◆ 課題内容 ◆
下記の『吸血鬼ドラキュラ』に関する文章で主要登場人物として挙げられている人物を、すべて書き出してください。

◆ 提示文 ◆
2009-08-15

ブラム・ストーカー『吸血鬼ドラキュラ』(1897年)

吸血鬼ドラキュラ (創元推理文庫)
Bram Stoker
4488502016
(ブラム・ストーカー 1971 『吸血鬼ドラキュラ』 平井呈一(訳) 東京創元文庫 東京:東京創元社。(原著1897年))
(「蓄音機」への言及がある箇所は、2003年38版で、329-, 415, 459-460, 485, 505辺り。329-が一番長く、ミナ・ハーカーがジャック・セワードの蝋館蓄音機を初めて見て、それをタイプ原稿に直すことを申し出る部分。)

1.
長かった。
基本的には、主要登場人物4人(ジョナサン・ハーカー、ミナ・ハーカー、ジャック・セワード、ヴァン・ヘルシング)の(時には他の登場人物の)日記や手紙で構成されているフィクション。
文庫本でぎっちり550ページある小説、「女性の偉大さを褒め称える言葉」がけっこう続く100年以上前の小説なので、夏休みじゃないと読んでられない。

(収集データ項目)
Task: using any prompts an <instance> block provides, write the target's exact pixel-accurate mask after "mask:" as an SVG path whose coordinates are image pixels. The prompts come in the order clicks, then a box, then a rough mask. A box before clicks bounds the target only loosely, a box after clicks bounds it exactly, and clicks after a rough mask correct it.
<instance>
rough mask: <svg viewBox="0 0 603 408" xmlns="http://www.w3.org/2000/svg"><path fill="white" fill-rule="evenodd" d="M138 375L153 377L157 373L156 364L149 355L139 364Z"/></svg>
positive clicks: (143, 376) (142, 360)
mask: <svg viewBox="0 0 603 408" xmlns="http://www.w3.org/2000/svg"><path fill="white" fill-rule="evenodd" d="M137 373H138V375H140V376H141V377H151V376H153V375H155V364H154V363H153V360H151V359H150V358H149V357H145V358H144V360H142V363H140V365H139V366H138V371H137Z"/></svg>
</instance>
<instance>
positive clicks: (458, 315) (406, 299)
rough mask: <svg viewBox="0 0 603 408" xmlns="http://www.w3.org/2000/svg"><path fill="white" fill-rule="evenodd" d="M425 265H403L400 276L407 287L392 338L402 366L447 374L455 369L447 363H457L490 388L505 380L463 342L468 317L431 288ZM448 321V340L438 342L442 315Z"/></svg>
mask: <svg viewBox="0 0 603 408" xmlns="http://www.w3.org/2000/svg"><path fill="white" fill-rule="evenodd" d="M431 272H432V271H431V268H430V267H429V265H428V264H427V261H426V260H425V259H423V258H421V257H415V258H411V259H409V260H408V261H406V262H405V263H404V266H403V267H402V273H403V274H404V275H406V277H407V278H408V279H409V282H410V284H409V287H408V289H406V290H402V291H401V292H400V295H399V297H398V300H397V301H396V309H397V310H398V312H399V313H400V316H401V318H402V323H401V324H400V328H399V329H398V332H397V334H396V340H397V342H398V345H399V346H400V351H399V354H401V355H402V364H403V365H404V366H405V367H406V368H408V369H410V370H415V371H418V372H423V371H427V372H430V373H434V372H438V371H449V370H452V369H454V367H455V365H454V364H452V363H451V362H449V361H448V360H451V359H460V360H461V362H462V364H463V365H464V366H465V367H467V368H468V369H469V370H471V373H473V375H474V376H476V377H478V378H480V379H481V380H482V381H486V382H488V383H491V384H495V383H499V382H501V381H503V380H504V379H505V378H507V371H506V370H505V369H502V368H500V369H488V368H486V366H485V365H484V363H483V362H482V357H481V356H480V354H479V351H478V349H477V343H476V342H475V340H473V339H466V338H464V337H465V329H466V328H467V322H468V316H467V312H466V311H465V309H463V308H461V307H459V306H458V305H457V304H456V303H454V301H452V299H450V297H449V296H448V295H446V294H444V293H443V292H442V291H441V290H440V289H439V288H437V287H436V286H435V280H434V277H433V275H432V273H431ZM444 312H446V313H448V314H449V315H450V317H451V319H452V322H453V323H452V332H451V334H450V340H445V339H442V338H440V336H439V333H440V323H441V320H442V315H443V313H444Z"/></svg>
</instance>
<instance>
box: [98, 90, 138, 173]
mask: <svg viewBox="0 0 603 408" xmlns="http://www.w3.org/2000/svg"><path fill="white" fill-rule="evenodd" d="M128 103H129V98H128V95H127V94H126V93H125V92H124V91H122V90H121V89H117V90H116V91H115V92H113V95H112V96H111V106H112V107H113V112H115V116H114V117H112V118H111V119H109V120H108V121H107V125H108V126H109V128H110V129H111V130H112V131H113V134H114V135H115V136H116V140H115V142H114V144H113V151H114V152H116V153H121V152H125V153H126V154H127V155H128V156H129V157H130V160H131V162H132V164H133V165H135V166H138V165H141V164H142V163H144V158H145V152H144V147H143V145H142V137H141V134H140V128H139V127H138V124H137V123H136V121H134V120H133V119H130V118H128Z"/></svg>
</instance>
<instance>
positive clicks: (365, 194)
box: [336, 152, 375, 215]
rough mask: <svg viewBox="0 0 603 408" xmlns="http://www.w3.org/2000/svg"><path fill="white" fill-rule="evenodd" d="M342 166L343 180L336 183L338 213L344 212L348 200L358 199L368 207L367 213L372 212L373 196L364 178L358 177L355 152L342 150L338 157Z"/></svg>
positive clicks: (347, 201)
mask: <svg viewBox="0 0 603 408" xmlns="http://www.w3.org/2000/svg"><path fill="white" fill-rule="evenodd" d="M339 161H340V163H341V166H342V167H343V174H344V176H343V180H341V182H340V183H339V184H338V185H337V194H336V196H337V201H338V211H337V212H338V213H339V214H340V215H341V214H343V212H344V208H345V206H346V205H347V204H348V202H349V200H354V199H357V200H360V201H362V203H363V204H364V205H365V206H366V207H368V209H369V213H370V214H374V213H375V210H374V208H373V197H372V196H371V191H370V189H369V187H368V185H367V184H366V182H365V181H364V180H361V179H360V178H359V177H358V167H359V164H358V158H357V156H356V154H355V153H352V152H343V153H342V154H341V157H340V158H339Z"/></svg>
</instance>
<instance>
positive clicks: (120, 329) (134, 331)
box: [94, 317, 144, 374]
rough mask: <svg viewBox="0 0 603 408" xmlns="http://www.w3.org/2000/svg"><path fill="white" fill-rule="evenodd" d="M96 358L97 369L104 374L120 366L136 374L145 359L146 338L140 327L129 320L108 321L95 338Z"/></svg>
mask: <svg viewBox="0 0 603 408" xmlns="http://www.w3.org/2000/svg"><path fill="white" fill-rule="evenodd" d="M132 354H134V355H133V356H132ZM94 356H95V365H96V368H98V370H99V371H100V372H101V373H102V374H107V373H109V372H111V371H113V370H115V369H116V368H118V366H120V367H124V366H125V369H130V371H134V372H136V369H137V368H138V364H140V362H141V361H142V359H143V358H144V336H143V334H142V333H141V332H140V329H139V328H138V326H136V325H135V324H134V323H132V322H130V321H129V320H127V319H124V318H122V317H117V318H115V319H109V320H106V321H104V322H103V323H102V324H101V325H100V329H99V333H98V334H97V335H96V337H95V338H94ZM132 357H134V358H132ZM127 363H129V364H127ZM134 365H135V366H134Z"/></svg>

◆ 解答 ◆
ジョナサン・ハーカー、ミナ・ハーカー、ジャック・セワード、ヴァン・ヘルシング